Required work:
For the entries below, report every line that includes the word "pocket".

Study material:
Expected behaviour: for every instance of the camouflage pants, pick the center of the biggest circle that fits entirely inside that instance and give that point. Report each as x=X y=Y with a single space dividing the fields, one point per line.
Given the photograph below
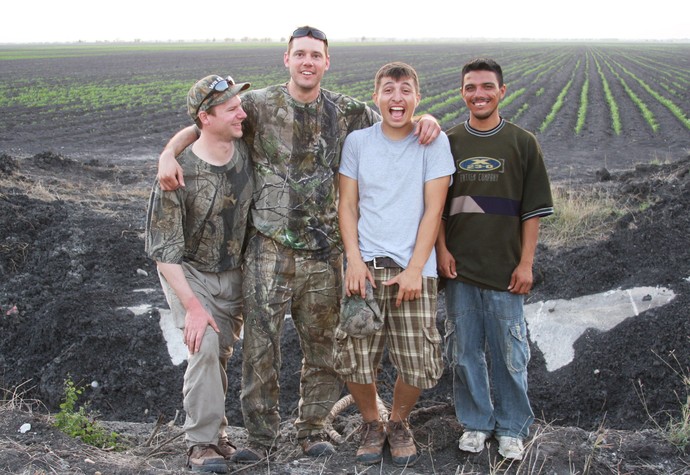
x=277 y=277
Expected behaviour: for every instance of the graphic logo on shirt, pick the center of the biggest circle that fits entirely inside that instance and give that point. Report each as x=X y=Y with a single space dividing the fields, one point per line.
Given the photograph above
x=480 y=164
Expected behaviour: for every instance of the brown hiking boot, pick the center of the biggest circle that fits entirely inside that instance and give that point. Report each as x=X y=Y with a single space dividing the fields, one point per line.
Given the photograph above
x=226 y=448
x=401 y=443
x=316 y=445
x=372 y=437
x=206 y=458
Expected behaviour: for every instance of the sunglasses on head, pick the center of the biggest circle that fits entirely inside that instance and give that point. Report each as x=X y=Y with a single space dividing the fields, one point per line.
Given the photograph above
x=308 y=31
x=218 y=85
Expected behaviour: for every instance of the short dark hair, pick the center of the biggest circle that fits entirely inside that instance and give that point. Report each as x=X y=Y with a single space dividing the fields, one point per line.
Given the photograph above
x=397 y=71
x=311 y=32
x=482 y=64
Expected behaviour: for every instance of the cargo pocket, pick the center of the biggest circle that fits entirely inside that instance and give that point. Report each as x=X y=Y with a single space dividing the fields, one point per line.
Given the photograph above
x=433 y=361
x=344 y=360
x=518 y=353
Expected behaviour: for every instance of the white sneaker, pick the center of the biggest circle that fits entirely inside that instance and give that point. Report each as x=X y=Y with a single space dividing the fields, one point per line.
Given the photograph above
x=473 y=441
x=510 y=447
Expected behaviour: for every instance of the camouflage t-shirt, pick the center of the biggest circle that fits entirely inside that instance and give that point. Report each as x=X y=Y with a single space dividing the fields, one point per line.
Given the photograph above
x=205 y=223
x=296 y=148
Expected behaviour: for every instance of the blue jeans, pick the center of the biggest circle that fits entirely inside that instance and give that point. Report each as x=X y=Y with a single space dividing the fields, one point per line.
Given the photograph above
x=480 y=321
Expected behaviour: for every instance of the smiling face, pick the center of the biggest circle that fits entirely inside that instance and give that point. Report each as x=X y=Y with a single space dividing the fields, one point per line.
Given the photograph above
x=396 y=95
x=224 y=120
x=397 y=100
x=482 y=93
x=307 y=59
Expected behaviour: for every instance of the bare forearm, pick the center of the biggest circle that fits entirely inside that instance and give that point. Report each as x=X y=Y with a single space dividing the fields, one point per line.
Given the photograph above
x=530 y=236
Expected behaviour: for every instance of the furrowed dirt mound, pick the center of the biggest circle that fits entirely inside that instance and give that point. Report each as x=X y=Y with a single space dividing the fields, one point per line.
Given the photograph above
x=73 y=272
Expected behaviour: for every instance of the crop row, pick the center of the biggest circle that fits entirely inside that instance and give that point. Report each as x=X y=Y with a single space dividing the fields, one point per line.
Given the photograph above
x=561 y=91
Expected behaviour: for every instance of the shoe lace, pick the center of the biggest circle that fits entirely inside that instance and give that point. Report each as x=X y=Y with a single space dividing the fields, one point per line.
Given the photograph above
x=398 y=431
x=368 y=432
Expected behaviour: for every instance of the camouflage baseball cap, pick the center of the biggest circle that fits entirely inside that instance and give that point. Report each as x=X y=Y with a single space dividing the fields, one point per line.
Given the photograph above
x=211 y=91
x=360 y=317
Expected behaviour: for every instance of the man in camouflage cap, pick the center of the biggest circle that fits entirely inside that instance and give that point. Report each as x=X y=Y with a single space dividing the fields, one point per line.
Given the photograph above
x=196 y=236
x=294 y=258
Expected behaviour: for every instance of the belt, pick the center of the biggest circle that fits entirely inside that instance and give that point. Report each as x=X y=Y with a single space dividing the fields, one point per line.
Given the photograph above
x=383 y=263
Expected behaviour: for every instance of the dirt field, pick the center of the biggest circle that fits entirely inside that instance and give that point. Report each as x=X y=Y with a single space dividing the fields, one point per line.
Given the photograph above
x=72 y=267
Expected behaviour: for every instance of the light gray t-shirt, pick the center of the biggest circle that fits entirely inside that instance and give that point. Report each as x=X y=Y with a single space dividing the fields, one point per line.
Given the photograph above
x=390 y=177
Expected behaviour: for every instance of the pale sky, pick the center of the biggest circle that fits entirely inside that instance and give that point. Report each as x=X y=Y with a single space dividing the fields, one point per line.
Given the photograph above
x=127 y=20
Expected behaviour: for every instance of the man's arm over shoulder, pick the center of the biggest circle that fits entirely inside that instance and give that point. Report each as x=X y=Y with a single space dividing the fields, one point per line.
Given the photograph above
x=169 y=171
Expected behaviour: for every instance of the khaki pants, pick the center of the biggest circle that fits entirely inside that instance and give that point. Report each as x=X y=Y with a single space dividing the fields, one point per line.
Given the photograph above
x=206 y=380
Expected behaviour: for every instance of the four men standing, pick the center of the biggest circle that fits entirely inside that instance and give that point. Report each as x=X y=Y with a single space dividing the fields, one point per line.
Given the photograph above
x=294 y=133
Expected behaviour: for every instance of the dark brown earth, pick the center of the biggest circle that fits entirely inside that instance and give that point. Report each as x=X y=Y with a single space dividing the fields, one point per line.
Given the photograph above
x=72 y=263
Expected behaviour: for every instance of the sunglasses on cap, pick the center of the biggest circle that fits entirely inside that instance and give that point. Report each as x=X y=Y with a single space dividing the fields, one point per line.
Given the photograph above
x=308 y=31
x=218 y=85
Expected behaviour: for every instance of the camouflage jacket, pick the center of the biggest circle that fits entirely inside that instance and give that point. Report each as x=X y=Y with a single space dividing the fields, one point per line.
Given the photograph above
x=205 y=223
x=295 y=148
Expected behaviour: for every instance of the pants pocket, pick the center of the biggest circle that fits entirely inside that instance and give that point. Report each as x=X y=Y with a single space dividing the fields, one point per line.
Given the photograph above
x=518 y=354
x=433 y=344
x=344 y=359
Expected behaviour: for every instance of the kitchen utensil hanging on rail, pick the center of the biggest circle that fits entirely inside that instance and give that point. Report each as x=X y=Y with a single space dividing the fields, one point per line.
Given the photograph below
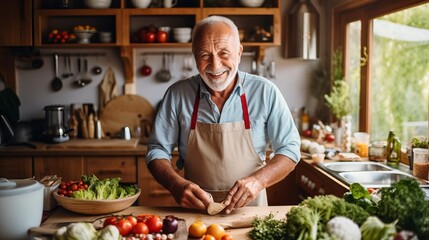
x=56 y=83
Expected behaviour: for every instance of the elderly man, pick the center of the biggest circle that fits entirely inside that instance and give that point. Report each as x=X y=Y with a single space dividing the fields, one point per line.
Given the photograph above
x=222 y=121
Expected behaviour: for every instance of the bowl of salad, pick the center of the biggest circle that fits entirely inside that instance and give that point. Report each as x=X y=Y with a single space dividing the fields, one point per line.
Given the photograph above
x=93 y=196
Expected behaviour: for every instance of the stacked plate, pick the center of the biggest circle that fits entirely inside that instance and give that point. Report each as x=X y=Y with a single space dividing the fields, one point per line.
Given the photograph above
x=182 y=34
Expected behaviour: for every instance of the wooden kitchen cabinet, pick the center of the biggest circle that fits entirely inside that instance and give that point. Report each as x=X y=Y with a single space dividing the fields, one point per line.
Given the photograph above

Written solution:
Expected behaviour: for every instance of the cargo pocket, pick the center of the biggest circle that fits entirely inside that instance and give that point. Report each as x=X y=Y with a single space dividing the fields, one point per line.
Expected behaviour: for every instance of the pants pocket, pick the center of the biggest circle that fits entirely inside that instance and give that point. Report each as x=X y=Y with a single space dividing the fields, one point per line.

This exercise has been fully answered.